→ **Excerpt**:

Ikhtiyār maʿrifat al-rijāl
- Author: Muhammad ibn Umar al-Kashshi (c. 854–941/951)
- Language: Arabic
- Subject: early Shi'ite hadith transmitters
- Genre: biographical evaluation (ʿilm al-rijāl)

= Ikhtiyar ma'rifat al-rijal =

Medieval Shi'ite work on biographical evaluation

Ikhtiyār maʿrifat al-rijāl (اختیار معرفة الرجال), also known as the Rijāl al-Kashshī (رجال الکَشّي), is a Twelver Shi'ite work of biographical evaluation (ʿilm al-rijāl) originally written by Muhammad ibn Umar al-Kashshi (c. 854–941/951) and abridged by Shaykh Tusi (995–1067 CE).

Al-Kashshi's original work is now lost. The reason given by Tusi to abridge al-Kashshi's work is that it contained many errors. The abridged work as extant today contains 1115 hadiths and refers to 515 companions of the Shi'ite Imams.

It is one of the four books of Shi'ite biographical evaluation which are regarded as authoritative in Twelver Shi'ism.

==Title==
The work was abridged by Shaykh Tusi in 1064 as Ikhtiyār maʿrifat al-rijāl, which means "The Selection of the Knowledge of the Men". The "Men" (Arabic: rijāl) in the title refers to early transmitters of hadith and other historical figures who knew the Shi'ite Imams. It is also sometimes called Rijāl al-Kashshī ("al-Kashshi's Men"), to point to al-Kashshi's original authorship. Ibn Shahr Ashub referred to it as Maʿrifat al-nāqilīn ʿan al-aʾimma al-ṣādiqīn (معرفة الناقلین عن الأئمة الصادقین‌), meaning "The Knowledge of Those Who Transmitted from the Sincere Imams".

→ **To-do list**:
- A) Using the Ikhtiyār maʿrifat al-rijāl article, answer these questions:
(i) How many hadiths does the abridged work as extant today contain?
(ii) In what year did Shaykh Tusi abridge the work?
(iii) What reason did Tusi give for abridging al-Kashshi's work?
- B) Reproduce the stretch of the Ikhtiyār maʿrifat al-rijāl article from "Ikhtiyār maʿrifat al-rijāl (اختیار" through "of the Shi'ite Imams.".
Answer from the Ikhtiyār maʿrifat al-rijāl article alone.

Point annotation entries
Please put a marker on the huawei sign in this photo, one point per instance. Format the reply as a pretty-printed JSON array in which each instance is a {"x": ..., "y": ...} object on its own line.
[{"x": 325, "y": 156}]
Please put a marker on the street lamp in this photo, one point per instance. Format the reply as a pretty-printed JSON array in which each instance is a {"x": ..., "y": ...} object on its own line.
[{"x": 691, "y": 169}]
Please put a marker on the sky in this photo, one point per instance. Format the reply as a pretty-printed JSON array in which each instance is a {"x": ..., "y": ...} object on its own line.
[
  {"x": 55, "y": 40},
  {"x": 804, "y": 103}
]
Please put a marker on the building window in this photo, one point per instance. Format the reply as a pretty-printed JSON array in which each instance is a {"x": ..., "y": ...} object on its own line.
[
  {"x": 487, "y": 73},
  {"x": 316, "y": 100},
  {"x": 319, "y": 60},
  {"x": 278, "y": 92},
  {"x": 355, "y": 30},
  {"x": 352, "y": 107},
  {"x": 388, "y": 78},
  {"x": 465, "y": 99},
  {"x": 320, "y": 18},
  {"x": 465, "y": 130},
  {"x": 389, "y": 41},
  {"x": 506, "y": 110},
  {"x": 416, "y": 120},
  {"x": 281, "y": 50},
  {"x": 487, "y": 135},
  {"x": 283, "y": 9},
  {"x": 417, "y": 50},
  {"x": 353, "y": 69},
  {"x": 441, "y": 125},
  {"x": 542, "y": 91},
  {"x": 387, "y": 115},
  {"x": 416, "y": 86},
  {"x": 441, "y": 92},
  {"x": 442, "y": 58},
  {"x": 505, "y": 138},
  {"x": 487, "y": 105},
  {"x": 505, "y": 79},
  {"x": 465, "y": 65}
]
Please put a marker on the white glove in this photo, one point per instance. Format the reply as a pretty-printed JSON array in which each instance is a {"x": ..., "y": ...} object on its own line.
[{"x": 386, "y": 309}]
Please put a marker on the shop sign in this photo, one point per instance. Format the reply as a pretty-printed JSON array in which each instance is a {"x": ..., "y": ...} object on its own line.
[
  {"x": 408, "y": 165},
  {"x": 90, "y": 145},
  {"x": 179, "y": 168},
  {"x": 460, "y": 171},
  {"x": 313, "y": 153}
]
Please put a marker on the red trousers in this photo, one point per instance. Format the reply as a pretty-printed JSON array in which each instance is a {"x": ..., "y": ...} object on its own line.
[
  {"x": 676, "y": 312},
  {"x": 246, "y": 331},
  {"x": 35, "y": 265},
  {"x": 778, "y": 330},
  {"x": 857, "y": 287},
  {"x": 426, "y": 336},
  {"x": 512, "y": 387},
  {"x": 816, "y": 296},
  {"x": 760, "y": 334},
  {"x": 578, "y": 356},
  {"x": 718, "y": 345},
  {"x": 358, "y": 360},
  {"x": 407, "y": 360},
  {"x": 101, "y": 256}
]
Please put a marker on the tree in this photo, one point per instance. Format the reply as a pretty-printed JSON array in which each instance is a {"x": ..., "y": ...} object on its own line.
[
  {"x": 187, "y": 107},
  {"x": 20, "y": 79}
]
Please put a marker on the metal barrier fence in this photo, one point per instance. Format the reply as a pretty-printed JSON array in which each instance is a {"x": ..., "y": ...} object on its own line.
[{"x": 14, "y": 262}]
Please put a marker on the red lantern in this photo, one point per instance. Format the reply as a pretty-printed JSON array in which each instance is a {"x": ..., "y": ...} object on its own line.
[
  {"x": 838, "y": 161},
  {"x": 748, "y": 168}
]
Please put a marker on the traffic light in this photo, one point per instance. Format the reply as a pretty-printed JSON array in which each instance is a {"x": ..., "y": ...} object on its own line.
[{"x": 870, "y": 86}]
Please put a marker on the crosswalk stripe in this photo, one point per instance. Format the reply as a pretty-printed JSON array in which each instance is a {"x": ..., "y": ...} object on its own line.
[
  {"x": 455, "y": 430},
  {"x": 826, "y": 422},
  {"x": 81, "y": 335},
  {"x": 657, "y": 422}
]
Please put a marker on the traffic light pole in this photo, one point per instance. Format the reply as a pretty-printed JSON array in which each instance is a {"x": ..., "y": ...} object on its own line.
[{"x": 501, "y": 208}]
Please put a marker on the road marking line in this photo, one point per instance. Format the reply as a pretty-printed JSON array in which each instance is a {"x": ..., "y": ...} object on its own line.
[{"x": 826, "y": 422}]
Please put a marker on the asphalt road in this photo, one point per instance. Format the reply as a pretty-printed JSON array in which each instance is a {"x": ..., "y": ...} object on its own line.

→ **Answers to each task**:
- A)
(i) 1115
(ii) 1064
(iii) It contained many errors.

- B)
Ikhtiyār maʿrifat al-rijāl (اختیار معرفة الرجال), also known as the Rijāl al-Kashshī (رجال الکَشّي), is a Twelver Shi'ite work of biographical evaluation (ʿilm al-rijāl) originally written by Muhammad ibn Umar al-Kashshi (c. 854–941/951) and abridged by Shaykh Tusi (995–1067 CE).

Al-Kashshi's original work is now lost. The reason given by Tusi to abridge al-Kashshi's work is that it contained many errors. The abridged work as extant today contains 1115 hadiths and refers to 515 companions of the Shi'ite Imams.